§ Work instructions: Please lay out the lines below as a two-column CSV with columns text and answer, one row per text and its answer, each value in a single quoted field with line breaks replaced by spaces. Begin at the line that contains "For every instance of the forested", continue through the end of the lines, and leave the pictures out.

[Source data]
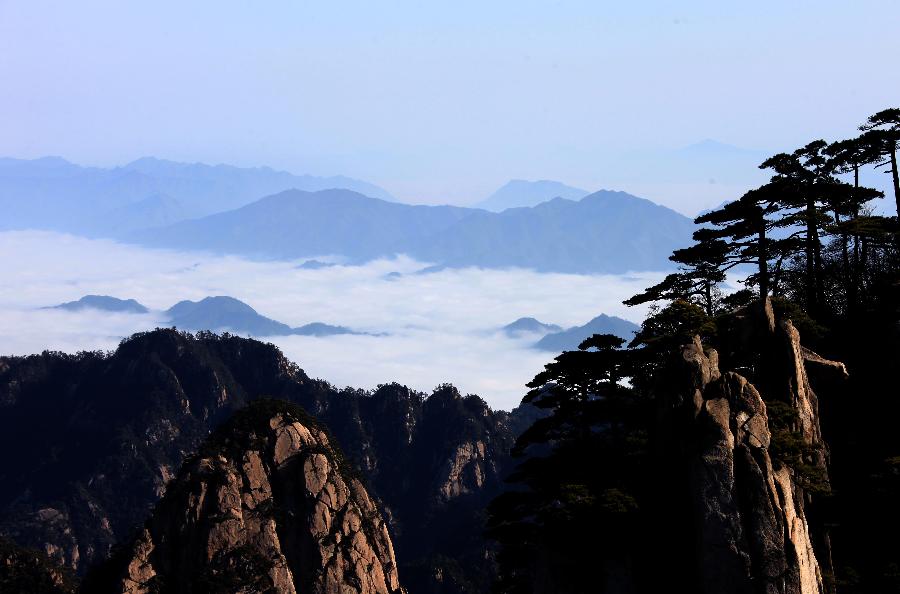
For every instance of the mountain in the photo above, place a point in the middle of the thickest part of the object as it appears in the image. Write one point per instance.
(529, 326)
(569, 339)
(221, 313)
(103, 303)
(288, 515)
(156, 210)
(605, 232)
(51, 193)
(228, 313)
(23, 571)
(519, 192)
(295, 224)
(99, 436)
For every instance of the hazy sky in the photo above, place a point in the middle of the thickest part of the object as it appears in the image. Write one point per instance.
(441, 101)
(441, 327)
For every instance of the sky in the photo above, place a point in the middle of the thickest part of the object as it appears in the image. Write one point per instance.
(433, 328)
(442, 102)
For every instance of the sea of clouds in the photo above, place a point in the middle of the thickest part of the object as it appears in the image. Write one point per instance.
(437, 327)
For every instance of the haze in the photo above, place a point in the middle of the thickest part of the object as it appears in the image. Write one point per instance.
(444, 103)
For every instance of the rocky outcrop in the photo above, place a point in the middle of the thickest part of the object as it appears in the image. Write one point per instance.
(24, 572)
(268, 505)
(749, 496)
(99, 436)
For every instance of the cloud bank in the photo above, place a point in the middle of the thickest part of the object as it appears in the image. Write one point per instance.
(440, 327)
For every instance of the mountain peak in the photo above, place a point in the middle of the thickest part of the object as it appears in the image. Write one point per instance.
(103, 303)
(288, 516)
(520, 192)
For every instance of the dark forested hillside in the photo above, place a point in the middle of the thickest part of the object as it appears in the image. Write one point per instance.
(99, 436)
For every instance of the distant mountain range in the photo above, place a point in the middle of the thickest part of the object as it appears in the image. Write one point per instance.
(525, 326)
(519, 192)
(52, 193)
(557, 340)
(569, 339)
(211, 313)
(604, 232)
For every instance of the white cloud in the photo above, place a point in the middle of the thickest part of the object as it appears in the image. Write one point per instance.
(442, 327)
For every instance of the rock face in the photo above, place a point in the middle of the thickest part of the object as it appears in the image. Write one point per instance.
(23, 571)
(749, 502)
(268, 505)
(98, 437)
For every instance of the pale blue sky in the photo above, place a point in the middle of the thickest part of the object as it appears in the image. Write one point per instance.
(443, 101)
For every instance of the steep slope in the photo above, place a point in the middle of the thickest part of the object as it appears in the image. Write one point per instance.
(26, 572)
(519, 192)
(223, 313)
(750, 494)
(227, 313)
(99, 436)
(570, 338)
(267, 505)
(103, 303)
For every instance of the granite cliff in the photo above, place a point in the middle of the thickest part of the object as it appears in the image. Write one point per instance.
(267, 505)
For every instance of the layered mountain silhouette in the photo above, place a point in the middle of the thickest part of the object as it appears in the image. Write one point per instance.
(524, 326)
(519, 192)
(52, 193)
(210, 313)
(569, 339)
(605, 232)
(228, 313)
(101, 436)
(103, 303)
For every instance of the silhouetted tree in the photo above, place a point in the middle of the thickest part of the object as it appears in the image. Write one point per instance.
(577, 480)
(883, 135)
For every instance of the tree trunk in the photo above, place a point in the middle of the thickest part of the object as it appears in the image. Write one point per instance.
(845, 267)
(708, 296)
(763, 262)
(811, 237)
(857, 274)
(896, 177)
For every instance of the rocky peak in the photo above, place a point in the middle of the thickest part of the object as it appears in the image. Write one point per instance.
(267, 505)
(750, 495)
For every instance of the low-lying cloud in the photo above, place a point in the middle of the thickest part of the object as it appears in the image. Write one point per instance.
(440, 327)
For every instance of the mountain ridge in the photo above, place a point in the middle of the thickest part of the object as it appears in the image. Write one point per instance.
(604, 232)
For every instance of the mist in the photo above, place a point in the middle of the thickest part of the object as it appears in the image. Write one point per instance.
(427, 328)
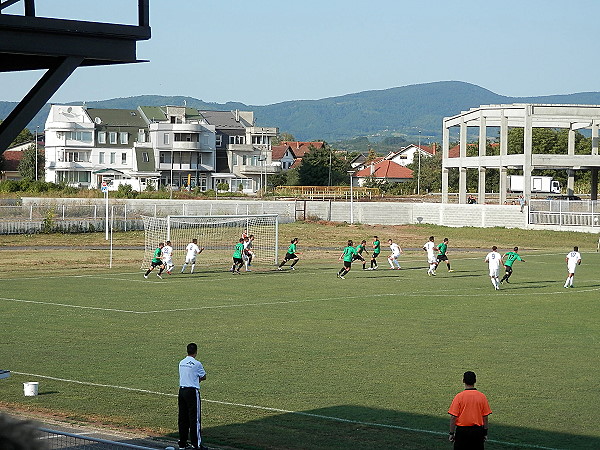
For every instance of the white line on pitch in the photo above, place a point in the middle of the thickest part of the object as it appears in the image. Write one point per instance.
(278, 410)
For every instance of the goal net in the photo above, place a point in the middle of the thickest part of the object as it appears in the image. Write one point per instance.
(217, 234)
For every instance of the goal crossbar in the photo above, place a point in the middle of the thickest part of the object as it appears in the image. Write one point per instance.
(218, 234)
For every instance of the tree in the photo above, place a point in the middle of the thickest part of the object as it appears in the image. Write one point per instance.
(27, 164)
(314, 170)
(282, 137)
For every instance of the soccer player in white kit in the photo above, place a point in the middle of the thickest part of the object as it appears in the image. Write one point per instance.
(396, 252)
(167, 257)
(573, 260)
(494, 259)
(190, 257)
(430, 248)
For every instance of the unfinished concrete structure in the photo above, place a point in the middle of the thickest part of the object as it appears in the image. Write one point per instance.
(526, 116)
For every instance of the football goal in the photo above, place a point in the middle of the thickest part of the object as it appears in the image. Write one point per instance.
(217, 234)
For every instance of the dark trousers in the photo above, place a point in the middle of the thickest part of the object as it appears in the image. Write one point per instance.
(189, 419)
(469, 438)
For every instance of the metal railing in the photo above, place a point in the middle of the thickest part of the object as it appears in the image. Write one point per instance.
(55, 440)
(584, 213)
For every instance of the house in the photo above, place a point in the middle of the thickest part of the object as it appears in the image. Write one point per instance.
(179, 143)
(243, 150)
(384, 170)
(409, 154)
(167, 145)
(85, 147)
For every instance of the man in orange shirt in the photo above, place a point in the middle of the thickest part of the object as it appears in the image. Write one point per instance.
(469, 413)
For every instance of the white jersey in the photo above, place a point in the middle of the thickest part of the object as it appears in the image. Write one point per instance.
(167, 253)
(192, 250)
(493, 259)
(430, 247)
(572, 259)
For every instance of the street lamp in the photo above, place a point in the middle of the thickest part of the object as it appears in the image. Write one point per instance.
(419, 167)
(350, 172)
(36, 158)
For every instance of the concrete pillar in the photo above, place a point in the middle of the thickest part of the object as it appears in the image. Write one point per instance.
(462, 185)
(445, 153)
(570, 182)
(445, 185)
(462, 176)
(527, 150)
(594, 190)
(503, 152)
(481, 186)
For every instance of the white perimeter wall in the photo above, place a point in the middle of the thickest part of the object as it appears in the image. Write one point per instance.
(385, 213)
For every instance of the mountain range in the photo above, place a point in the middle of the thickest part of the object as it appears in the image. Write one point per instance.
(400, 111)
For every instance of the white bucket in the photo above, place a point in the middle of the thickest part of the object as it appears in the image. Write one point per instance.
(30, 389)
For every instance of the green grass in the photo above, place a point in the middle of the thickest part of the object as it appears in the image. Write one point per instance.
(342, 363)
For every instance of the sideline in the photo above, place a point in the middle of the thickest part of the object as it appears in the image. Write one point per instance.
(283, 411)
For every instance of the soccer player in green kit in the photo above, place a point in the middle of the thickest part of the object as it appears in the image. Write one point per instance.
(510, 258)
(360, 248)
(376, 252)
(347, 255)
(442, 249)
(290, 255)
(156, 261)
(238, 262)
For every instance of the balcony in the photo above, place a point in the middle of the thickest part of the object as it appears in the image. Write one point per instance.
(257, 170)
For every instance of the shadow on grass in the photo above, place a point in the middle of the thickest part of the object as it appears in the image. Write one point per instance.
(346, 427)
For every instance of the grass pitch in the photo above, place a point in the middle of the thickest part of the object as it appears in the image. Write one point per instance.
(301, 359)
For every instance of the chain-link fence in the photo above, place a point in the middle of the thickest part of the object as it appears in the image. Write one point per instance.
(585, 213)
(55, 440)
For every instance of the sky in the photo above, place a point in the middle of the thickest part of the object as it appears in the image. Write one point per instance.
(269, 51)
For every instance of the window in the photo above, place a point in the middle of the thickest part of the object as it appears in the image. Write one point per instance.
(186, 137)
(77, 156)
(74, 177)
(165, 157)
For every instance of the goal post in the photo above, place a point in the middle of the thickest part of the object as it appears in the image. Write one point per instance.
(217, 234)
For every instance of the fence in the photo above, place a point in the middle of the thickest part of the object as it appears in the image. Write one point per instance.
(55, 440)
(584, 213)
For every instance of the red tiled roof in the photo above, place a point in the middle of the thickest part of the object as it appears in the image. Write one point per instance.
(12, 158)
(386, 169)
(301, 148)
(278, 151)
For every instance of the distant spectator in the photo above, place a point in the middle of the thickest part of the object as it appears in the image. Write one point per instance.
(19, 435)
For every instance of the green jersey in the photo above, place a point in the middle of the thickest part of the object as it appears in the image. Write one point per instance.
(156, 255)
(239, 248)
(376, 247)
(511, 257)
(349, 252)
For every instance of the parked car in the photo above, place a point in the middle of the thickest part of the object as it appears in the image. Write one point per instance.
(563, 197)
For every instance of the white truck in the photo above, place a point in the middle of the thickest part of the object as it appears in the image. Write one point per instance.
(538, 184)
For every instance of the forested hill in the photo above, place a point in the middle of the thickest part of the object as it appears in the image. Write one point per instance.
(400, 111)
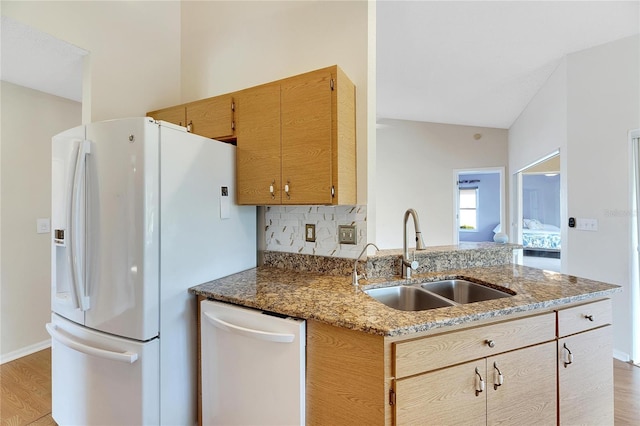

§ Output for this task:
text,answer
"For every instance of the forested hill in the photo above, place a point in the middle of the thickest part of the object as it appears in the image. Write one point per instance.","(400, 111)"